What the task asks –
Convert every line of the records below into a JSON list of strings, one string per line, skipping blank lines. Leave the pictures out of the list.

::: Data shown

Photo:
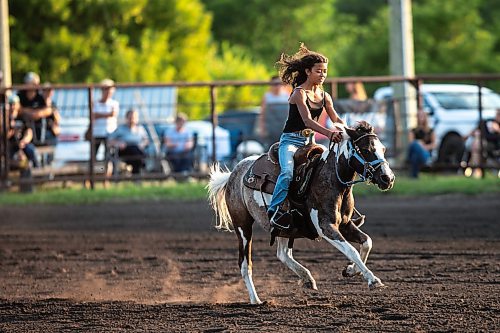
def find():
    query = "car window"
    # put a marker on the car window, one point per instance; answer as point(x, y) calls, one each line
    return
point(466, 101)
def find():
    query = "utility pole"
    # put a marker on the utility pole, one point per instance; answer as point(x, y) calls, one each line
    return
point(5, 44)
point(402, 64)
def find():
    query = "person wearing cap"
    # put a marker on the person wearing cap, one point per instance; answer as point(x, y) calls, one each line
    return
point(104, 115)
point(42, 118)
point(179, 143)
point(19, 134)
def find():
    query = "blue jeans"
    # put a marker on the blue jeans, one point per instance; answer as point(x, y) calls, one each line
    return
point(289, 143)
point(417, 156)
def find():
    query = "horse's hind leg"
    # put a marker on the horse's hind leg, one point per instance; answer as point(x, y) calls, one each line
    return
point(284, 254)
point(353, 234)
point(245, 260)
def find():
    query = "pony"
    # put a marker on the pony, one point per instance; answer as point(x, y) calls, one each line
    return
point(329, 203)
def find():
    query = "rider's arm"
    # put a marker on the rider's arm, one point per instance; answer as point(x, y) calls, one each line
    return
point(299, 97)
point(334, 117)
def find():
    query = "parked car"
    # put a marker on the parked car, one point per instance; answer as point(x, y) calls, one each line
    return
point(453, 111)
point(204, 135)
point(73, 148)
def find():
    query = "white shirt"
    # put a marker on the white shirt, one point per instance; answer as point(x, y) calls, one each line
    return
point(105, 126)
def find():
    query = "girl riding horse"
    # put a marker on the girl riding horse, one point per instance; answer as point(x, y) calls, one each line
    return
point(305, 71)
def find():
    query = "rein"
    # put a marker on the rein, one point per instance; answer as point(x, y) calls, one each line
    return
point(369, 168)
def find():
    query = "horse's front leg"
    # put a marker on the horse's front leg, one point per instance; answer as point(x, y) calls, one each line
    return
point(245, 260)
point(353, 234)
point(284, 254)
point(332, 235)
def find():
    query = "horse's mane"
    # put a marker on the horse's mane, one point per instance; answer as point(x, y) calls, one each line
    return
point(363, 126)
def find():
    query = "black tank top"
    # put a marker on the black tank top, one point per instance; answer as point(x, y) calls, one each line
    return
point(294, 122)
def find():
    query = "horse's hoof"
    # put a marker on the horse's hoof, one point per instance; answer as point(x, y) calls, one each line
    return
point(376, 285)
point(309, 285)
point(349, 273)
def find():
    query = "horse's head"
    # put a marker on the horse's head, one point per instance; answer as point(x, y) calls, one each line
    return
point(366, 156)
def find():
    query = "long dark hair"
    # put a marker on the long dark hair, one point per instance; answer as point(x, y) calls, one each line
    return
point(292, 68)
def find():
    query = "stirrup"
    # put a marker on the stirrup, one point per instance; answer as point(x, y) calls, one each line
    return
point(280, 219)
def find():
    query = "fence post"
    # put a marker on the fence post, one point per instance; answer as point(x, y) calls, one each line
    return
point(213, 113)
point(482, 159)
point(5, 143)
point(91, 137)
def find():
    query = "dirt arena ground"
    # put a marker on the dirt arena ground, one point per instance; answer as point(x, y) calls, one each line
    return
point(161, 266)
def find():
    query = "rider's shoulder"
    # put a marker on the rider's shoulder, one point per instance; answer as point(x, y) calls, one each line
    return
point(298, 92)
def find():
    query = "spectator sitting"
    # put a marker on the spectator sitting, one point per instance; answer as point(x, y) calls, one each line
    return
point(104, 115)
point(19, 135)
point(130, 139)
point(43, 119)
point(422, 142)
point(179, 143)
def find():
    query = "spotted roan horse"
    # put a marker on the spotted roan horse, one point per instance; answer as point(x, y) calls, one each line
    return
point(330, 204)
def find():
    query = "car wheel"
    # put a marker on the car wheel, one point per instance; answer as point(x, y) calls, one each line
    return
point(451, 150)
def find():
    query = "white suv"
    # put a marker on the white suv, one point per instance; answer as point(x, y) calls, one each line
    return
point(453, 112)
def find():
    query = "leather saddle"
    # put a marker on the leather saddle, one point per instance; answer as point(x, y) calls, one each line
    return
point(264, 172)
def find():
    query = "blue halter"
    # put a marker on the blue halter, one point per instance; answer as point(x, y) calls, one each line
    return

::::::

Reply to the task –
[
  "Photo:",
  "def find():",
  "    query = \"car window\"",
  "    # put a marker on the car window, one point per instance; answer as point(x, y) calls, one each line",
  "    return",
  "point(466, 101)",
  "def find():",
  "    query = \"utility pole\"",
  "    # put a marker on the utility pole, one point per instance; answer as point(x, y) calls, one each line",
  "    return",
  "point(5, 44)",
  "point(402, 64)",
  "def find():",
  "    query = \"person wearing cap\"",
  "    # put a marker on the person wearing cap, one point per instance; answer as point(x, y) calls, one each line",
  "    return",
  "point(104, 115)",
  "point(42, 118)",
  "point(179, 143)",
  "point(19, 134)",
  "def find():",
  "    query = \"blue jeans\"",
  "    # put a marker on the blue jeans, one point per instance; answer as point(x, y) calls, one each line",
  "    return",
  "point(289, 143)",
  "point(417, 156)",
  "def find():",
  "    query = \"horse's hind leg\"",
  "    # put a marker on the horse's hind leg, one point per instance; answer as point(x, y) calls, one each line",
  "    return",
  "point(284, 254)",
  "point(353, 234)",
  "point(245, 260)",
  "def find():",
  "    query = \"pony\"",
  "    # put a marker on the pony, one point per instance; answer as point(x, y) calls, one each line",
  "    return",
  "point(329, 203)",
  "def find():",
  "    query = \"rider's arm\"",
  "    # put a marker on the rider's arm, one point per instance; answer as point(x, y) calls, one each line",
  "    return",
  "point(299, 97)",
  "point(334, 117)",
  "def find():",
  "    query = \"parked car\"",
  "    # put a marker on the parked car, one point per instance; answer as point(x, y) calls, one each line",
  "    return",
  "point(453, 111)",
  "point(204, 135)",
  "point(73, 148)",
  "def find():",
  "    query = \"white shirt\"",
  "    # put a marker on the white shirt, one point per instance; answer as point(x, y) calls, one each line",
  "    return",
  "point(105, 126)",
  "def find():",
  "    query = \"girl riding horse\"",
  "    # put a marker on the girl riding horse, one point per instance; answer as point(x, y) calls, one each line",
  "    return",
  "point(305, 71)",
  "def find():",
  "    query = \"rein\"",
  "    # put a marker on the rein, one point per instance; answer as point(x, y) calls, one each line",
  "    return",
  "point(369, 168)",
  "def find():",
  "    query = \"horse's front leg\"",
  "    # put a marker on the horse's front leg, one point per instance; answer as point(x, y) calls, one each line",
  "    return",
  "point(245, 260)",
  "point(353, 234)",
  "point(284, 254)",
  "point(332, 235)",
  "def find():",
  "    query = \"horse's mane\"",
  "    # put a marker on the horse's mane, one point per instance; answer as point(x, y) calls, one each line",
  "    return",
  "point(363, 126)",
  "def find():",
  "    query = \"black tank top\"",
  "    # put a marker on the black tank top, one point per instance; answer as point(x, y) calls, one each line",
  "    return",
  "point(294, 122)",
  "def find():",
  "    query = \"horse's hoof\"",
  "    # put a marker on the horse's hoof, one point per instance; answer as point(x, y) calls, one each line",
  "    return",
  "point(376, 285)",
  "point(309, 285)",
  "point(349, 273)",
  "def find():",
  "    query = \"horse's head\"",
  "    # put a marker on the horse's head, one point per instance; answer as point(x, y) calls, one each line",
  "    return",
  "point(366, 156)",
  "def find():",
  "    query = \"long dark hair\"",
  "    # put a marker on the long dark hair, one point per instance; answer as point(x, y) calls, one each line",
  "    return",
  "point(292, 68)",
  "def find():",
  "    query = \"stirrup\"",
  "    # put a marker on the stirrup, one point per instance; answer as point(x, y) calls, one each line",
  "    return",
  "point(280, 219)",
  "def find():",
  "    query = \"fence post\"",
  "    # put a marker on the fence post, one point per instance; answer as point(x, y) calls, one each line",
  "    return",
  "point(213, 113)",
  "point(482, 159)",
  "point(5, 143)",
  "point(91, 137)",
  "def find():",
  "    query = \"dirt arena ground\"",
  "    # put a marker on the dirt arena ground, one point per instance; answer as point(x, y) calls, one each line",
  "    return",
  "point(161, 266)",
  "def find():",
  "    query = \"rider's shoulder\"",
  "    # put a marker on the rider's shoulder, one point per instance; answer as point(x, y) calls, one each line",
  "    return",
  "point(298, 92)",
  "def find():",
  "    query = \"spectator sitting\"",
  "    # put a marker on the spectator sitting, one point per instance; answer as point(x, y) calls, one each line",
  "    return",
  "point(104, 115)",
  "point(19, 135)",
  "point(130, 139)",
  "point(43, 119)",
  "point(422, 142)",
  "point(179, 143)",
  "def find():",
  "    query = \"spotted roan horse\"",
  "    # put a marker on the spotted roan horse, one point per instance; answer as point(x, y) calls, one each line",
  "    return",
  "point(330, 204)",
  "def find():",
  "    query = \"car wheel\"",
  "    # put a marker on the car wheel, one point per instance; answer as point(x, y) calls, one each line",
  "    return",
  "point(451, 150)",
  "def find():",
  "    query = \"white suv\"",
  "    # put a marker on the white suv, one point per instance; answer as point(x, y) calls, one each line",
  "    return",
  "point(453, 112)",
  "def find():",
  "    query = \"leather saddle\"",
  "    # put a marker on the leather saddle, one point per instance; answer as point(x, y) calls, one each line",
  "    return",
  "point(264, 172)",
  "def find():",
  "    query = \"blue halter\"",
  "    # put a marker on the blue halter, one point per instance; answer as point(x, y) calls, one each line",
  "    return"
]